• What is being asked:
Output only the lines from the one holding "every white clapboard" to the end of the data below, please, copied exactly.

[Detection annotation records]
-- BEGIN --
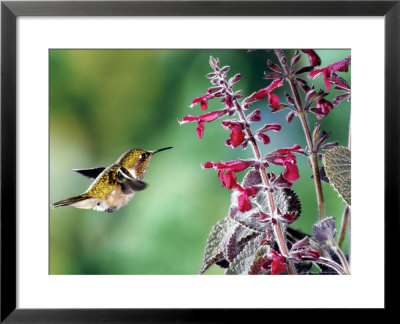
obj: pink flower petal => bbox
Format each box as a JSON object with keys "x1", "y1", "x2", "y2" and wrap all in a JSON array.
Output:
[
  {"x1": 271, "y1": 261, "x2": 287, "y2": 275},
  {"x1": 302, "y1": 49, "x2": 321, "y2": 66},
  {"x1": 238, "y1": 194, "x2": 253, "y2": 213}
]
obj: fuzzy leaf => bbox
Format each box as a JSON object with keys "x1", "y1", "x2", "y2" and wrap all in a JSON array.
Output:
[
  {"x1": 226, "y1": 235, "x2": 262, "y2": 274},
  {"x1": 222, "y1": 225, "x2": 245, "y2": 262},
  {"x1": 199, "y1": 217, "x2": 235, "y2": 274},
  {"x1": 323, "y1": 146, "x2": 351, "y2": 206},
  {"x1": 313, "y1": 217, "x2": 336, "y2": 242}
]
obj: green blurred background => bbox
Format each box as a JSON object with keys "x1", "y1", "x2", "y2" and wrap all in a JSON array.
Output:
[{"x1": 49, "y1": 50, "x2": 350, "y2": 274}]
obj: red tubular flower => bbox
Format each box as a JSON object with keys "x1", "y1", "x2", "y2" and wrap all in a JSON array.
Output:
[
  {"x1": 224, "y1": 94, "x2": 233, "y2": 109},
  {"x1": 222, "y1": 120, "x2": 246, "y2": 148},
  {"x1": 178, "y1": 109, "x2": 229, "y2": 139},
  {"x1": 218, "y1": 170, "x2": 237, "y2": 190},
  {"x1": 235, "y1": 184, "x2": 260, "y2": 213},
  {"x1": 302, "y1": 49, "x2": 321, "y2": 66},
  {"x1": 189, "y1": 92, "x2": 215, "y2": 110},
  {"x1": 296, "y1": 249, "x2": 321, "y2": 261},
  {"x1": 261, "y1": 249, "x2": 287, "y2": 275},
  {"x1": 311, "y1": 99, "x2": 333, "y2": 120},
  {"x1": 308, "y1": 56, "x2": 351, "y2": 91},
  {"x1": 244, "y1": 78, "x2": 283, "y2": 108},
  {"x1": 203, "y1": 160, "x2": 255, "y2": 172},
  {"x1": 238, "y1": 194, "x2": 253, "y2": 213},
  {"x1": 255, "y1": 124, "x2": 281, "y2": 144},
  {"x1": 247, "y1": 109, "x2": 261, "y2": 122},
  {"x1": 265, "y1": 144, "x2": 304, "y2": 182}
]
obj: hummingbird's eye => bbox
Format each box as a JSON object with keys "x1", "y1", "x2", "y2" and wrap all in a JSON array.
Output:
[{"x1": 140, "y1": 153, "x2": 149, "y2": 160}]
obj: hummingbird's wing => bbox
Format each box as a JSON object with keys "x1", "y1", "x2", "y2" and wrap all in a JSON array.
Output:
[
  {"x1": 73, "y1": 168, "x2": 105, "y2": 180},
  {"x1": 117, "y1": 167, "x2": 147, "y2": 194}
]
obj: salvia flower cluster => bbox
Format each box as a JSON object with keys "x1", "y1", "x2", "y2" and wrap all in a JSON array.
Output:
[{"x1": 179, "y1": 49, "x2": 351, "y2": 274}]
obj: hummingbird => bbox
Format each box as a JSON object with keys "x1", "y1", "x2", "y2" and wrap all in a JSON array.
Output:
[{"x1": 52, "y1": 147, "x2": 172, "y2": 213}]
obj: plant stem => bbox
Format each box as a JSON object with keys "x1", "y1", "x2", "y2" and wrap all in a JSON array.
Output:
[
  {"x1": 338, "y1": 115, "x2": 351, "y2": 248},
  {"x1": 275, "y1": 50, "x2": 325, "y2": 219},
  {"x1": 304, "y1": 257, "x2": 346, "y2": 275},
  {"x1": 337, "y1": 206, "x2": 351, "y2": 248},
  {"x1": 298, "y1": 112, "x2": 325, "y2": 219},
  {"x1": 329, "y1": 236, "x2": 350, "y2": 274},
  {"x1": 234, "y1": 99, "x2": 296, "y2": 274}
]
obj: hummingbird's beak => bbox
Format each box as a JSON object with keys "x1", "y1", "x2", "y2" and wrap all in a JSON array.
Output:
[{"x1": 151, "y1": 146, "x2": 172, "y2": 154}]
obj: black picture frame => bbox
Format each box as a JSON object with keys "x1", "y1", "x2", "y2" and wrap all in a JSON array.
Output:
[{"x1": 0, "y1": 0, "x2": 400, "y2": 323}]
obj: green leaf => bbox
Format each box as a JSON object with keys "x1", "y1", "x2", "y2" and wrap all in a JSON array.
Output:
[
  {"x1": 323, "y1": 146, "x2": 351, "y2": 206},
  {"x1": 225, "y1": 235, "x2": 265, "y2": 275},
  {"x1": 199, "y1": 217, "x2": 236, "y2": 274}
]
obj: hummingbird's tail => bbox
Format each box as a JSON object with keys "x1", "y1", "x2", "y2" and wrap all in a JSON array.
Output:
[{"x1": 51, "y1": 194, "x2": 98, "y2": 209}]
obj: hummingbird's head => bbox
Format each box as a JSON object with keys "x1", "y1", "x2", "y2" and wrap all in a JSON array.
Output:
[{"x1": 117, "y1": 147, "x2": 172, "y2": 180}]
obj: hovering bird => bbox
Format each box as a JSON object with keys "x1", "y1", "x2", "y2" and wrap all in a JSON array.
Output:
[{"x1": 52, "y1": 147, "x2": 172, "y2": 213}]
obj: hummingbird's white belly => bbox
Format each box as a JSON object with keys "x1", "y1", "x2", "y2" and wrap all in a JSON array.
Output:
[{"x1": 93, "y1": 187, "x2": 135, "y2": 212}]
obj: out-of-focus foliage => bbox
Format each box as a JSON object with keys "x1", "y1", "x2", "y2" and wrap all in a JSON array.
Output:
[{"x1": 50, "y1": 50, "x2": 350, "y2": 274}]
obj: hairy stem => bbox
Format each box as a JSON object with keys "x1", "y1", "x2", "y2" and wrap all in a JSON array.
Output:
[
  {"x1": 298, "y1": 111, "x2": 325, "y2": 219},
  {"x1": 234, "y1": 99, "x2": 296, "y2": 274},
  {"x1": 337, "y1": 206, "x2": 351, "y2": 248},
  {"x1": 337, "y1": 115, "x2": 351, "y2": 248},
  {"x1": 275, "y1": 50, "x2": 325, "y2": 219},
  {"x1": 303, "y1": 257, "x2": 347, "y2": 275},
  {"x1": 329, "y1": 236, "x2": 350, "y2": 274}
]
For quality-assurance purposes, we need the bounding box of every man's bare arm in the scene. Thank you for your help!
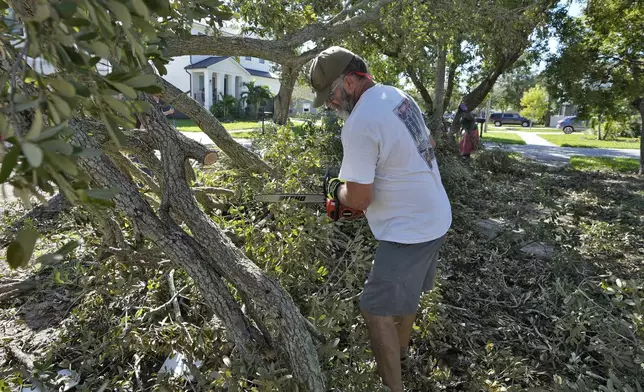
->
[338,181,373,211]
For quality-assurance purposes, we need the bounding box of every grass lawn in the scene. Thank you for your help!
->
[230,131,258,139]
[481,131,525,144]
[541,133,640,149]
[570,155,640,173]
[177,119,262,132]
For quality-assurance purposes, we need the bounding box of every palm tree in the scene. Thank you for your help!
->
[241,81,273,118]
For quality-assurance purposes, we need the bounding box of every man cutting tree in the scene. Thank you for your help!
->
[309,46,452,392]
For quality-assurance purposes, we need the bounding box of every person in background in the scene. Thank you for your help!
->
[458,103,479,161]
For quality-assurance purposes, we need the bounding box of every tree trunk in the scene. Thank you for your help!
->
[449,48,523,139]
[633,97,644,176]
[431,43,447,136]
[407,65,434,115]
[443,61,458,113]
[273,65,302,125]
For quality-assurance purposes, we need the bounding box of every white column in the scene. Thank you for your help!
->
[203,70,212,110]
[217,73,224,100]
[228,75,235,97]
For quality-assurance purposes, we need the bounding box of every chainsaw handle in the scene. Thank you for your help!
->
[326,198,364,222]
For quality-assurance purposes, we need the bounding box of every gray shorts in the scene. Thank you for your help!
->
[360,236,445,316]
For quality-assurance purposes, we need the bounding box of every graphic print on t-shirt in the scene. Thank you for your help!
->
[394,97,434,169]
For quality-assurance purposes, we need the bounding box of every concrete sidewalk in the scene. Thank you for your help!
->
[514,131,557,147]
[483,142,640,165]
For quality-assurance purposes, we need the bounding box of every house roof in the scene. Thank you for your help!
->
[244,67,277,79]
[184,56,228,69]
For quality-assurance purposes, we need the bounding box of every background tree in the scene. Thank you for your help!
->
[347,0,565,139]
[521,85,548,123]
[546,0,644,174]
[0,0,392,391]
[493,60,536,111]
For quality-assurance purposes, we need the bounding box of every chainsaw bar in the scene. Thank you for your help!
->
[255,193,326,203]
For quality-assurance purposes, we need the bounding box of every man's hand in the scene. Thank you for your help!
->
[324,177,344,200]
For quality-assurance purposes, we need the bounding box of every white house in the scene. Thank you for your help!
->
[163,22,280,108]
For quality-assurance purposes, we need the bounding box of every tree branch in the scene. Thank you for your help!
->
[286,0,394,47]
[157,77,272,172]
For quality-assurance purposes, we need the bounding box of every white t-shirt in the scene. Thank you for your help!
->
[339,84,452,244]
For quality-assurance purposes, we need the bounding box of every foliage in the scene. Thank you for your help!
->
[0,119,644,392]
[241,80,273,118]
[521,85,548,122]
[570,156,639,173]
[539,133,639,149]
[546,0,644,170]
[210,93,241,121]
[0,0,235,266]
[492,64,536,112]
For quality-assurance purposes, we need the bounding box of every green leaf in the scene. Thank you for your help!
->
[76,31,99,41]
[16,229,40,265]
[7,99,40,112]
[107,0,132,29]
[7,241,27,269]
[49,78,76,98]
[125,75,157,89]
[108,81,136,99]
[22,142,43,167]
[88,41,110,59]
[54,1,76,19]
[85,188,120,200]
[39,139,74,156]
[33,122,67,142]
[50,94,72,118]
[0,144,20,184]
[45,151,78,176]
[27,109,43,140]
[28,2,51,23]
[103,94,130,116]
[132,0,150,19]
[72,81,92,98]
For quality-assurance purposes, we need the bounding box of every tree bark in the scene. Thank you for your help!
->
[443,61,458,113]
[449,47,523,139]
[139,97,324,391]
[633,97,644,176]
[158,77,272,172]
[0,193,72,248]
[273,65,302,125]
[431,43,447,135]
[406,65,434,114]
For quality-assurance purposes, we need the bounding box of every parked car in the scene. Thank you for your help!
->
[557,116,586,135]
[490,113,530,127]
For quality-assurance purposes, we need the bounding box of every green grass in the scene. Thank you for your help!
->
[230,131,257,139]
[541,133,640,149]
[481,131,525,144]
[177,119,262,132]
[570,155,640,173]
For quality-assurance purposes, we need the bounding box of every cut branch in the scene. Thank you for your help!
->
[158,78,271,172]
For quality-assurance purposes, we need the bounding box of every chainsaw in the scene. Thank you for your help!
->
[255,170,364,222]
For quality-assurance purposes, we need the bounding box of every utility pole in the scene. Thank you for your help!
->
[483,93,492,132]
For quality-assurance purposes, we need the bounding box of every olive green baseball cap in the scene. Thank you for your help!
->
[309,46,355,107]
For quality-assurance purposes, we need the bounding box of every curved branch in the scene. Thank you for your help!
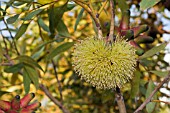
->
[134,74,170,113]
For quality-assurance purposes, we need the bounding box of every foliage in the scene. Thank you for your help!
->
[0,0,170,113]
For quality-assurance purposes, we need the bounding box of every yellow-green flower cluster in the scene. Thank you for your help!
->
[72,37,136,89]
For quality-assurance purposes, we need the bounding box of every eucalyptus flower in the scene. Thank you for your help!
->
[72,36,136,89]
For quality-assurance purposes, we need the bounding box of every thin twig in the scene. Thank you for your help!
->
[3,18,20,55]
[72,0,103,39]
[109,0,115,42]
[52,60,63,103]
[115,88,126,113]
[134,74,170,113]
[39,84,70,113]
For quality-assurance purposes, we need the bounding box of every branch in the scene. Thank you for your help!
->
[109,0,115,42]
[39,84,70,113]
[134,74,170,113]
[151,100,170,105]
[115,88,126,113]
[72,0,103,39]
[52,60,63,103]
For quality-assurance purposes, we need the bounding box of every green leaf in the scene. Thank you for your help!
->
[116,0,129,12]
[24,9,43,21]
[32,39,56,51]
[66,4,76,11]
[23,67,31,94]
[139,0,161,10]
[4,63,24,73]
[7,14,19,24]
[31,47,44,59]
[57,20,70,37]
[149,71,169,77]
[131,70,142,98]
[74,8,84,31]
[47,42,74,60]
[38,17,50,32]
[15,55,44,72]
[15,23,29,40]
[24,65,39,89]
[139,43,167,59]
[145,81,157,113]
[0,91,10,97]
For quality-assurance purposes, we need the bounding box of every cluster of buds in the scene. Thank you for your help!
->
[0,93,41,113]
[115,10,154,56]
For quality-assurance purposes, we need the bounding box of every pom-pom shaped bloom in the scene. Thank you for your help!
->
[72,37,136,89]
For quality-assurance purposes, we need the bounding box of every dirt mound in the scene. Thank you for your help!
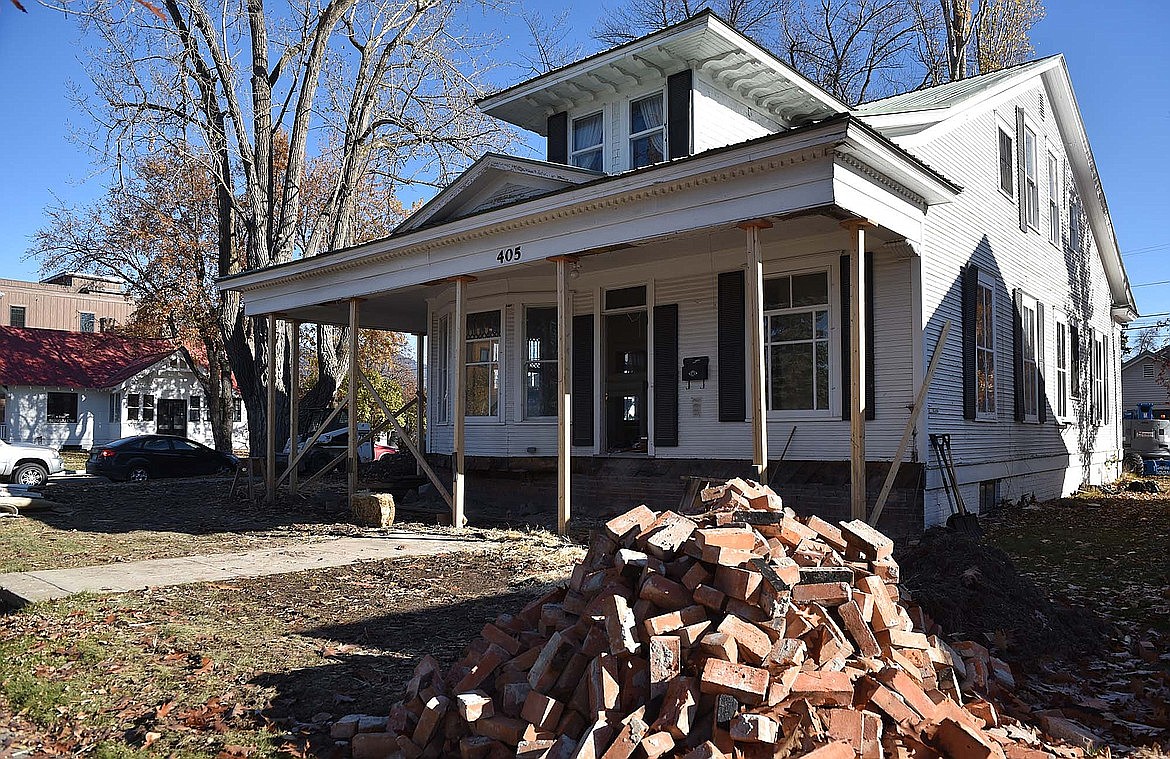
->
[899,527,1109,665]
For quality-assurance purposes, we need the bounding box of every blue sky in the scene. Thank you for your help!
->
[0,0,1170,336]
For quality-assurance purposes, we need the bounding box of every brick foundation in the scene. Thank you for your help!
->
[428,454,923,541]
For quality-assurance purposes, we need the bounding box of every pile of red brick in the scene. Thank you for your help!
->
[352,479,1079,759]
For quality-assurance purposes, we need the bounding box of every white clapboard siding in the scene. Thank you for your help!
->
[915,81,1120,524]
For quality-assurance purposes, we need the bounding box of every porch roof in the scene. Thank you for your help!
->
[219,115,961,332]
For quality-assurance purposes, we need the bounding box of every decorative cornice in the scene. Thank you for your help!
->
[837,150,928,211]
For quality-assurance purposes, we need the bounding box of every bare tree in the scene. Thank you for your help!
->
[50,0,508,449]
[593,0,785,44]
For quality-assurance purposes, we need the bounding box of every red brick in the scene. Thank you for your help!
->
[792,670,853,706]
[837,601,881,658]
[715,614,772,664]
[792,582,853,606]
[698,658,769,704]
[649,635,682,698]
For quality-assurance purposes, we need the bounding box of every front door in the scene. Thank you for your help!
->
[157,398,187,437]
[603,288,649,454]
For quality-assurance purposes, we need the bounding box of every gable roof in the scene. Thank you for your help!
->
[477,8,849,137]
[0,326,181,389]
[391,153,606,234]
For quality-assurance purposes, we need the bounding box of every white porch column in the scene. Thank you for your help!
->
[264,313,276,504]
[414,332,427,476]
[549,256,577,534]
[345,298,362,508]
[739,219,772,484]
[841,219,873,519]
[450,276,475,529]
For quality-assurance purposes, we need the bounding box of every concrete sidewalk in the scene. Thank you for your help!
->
-- END --
• Response for this exercise:
For quality-assurance purposes, we need the bounding box of every white clapboard siding in the scene. Thank you for your help!
->
[915,81,1120,524]
For quality-assurance purposes, we need the bounding box of every porch roof in the scene. Thank you for your help!
->
[219,115,961,332]
For quality-assurance purposes, we need the bounding box of every decorative cornice in the scene. Thank you for your help!
->
[837,150,928,211]
For quality-assurance purposes, we need the bounding box of every bare tree in the scene. Thank you for your help!
->
[50,0,508,449]
[593,0,785,44]
For quality-assurance purposes, we need the bounding box of every red brick in the scene. Thank you for your help!
->
[792,670,853,706]
[837,601,881,658]
[715,614,772,664]
[792,582,853,606]
[698,658,769,704]
[649,635,682,698]
For quality-assurance purposes, we need the bounding box of every front door in the scene. Thank you for your help!
->
[157,398,187,437]
[603,288,649,454]
For quality-assurance purposes, we need the bounding box of every gable roof in the scene. Thank you for your help!
->
[477,8,849,137]
[0,326,181,389]
[391,153,606,234]
For quality-assurance purposes, we need the bounding box of every white porch column in the scene. Thank you for your help!
->
[264,313,276,504]
[414,332,427,476]
[549,256,577,534]
[345,298,362,508]
[739,219,772,484]
[841,219,873,519]
[450,276,475,529]
For quality-assurance purposes, we need the bounding box of every concrete sidewalk in the scene. Thank you for your help!
->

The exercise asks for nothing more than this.